Each entry below should be reproduced character for character.

— start —

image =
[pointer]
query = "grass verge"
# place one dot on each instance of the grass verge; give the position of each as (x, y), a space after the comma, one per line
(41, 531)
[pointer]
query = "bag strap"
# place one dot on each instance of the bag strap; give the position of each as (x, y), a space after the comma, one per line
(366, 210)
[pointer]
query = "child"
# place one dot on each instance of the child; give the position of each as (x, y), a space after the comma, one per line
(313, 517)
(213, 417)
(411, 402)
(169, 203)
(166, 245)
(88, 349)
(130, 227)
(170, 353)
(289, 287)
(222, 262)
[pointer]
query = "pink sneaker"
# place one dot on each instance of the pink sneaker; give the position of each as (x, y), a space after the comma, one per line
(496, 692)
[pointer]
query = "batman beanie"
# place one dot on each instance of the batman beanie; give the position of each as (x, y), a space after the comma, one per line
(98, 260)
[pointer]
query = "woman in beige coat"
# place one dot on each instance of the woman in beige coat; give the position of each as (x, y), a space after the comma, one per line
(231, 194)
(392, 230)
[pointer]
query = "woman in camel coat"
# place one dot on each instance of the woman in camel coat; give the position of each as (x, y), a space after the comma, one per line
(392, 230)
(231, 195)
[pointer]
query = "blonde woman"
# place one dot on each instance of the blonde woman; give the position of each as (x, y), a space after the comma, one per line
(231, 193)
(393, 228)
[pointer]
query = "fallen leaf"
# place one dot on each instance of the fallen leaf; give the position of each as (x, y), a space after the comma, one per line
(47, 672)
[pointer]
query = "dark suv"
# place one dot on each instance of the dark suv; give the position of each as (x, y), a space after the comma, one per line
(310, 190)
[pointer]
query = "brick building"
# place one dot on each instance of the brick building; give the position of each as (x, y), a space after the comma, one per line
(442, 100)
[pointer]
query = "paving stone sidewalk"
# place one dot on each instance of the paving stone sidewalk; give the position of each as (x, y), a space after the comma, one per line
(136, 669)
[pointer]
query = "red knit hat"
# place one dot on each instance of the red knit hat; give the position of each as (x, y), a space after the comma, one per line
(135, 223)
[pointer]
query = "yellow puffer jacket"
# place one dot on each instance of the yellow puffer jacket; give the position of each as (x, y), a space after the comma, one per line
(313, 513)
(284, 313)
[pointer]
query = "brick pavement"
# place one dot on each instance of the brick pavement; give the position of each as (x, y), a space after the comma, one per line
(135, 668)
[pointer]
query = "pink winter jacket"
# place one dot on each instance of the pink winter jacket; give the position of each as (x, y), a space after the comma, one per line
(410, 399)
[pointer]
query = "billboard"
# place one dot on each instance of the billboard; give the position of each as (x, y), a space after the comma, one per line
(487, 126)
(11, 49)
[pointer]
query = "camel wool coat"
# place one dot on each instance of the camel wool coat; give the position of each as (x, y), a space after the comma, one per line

— end —

**Response below:**
image =
[pointer]
query = "grass verge"
# place one dot on each instance of the grass verge; give the position of each as (x, y), a space after the comma, one per line
(41, 531)
[pointer]
query = "bag strap"
# place one dot on each instance of the bag strap; give the position of each as (x, y), a space after the comma, one per line
(366, 210)
[pointer]
query = "child"
# place one dot on each instance of the child; give the position of each as (x, y), a space after the comma, one per line
(313, 517)
(213, 417)
(411, 402)
(169, 203)
(166, 245)
(88, 349)
(130, 227)
(170, 353)
(289, 287)
(222, 262)
[pointer]
query = "pink sneaker"
# place one dot on each instance of the pink sneaker; give the position of each as (x, y), a space after the comma, one per line
(496, 692)
[pointer]
query = "batman beanie"
# place one dot on each instance of the batman beanie; give the position of each as (x, y), a space after the comma, one per line
(98, 260)
[pointer]
query = "woman in beige coat"
# place one dot on each instance of the woman in beige coat; give the position of each as (x, y), a space after the comma, one per line
(231, 194)
(392, 230)
[pointer]
query = "woman in camel coat"
# place one dot on each instance of the woman in camel coat; give the position of each as (x, y), a space after the comma, one per line
(392, 230)
(231, 195)
[pointer]
query = "blonde woman"
# place one dot on each instance of the blonde woman; give the position of each as (x, y), a space after the comma, one per line
(231, 193)
(393, 228)
[pointer]
query = "fallen leaf"
# place one dot on each instance of the fallen leaf; give the position of each as (x, y), a space after the comma, one per line
(47, 672)
[pointer]
query = "dark suv"
# place one dot on each instance of the dark suv; give the position of each as (x, y), a space after the comma, one per line
(310, 190)
[pointer]
query = "brick building"
# place one dot on each instance of the brick building; give the position of each as (x, y), a space after the comma, one per line
(442, 100)
[pointer]
query = "paving stone sidewalk"
# place one dot on each instance of the paving stone sidewalk; give the position of each as (x, y), a space after the comma, one per line
(136, 669)
[pointer]
query = "red knit hat"
# place one dot on each instance of the red knit hat; give the position of each as (x, y), a space after the comma, one per line
(135, 223)
[pointer]
query = "yellow puffer jacket"
# place one dot on each instance of the yellow puffer jacket; give the position of each as (x, y), a space after the comma, one per line
(313, 513)
(284, 313)
[pointer]
query = "brick pavement"
# place one dot on each instance of the brick pavement; give the position of each as (x, y), a space after the comma, one per line
(135, 668)
[pointer]
query = "pink winter jacket"
# place one dot on each instance of the pink winter jacket; give the position of each as (x, y), a space after the comma, one per line
(410, 399)
[pointer]
query = "billboard"
# place one dot on each instance of the billboard; give the position of each as (x, y), a space after the comma, one per line
(487, 126)
(11, 49)
[pointer]
query = "camel wool coat"
# place one dot on each instance of the camel wool coat; give the position of each as (x, y), a space after the comma, one per line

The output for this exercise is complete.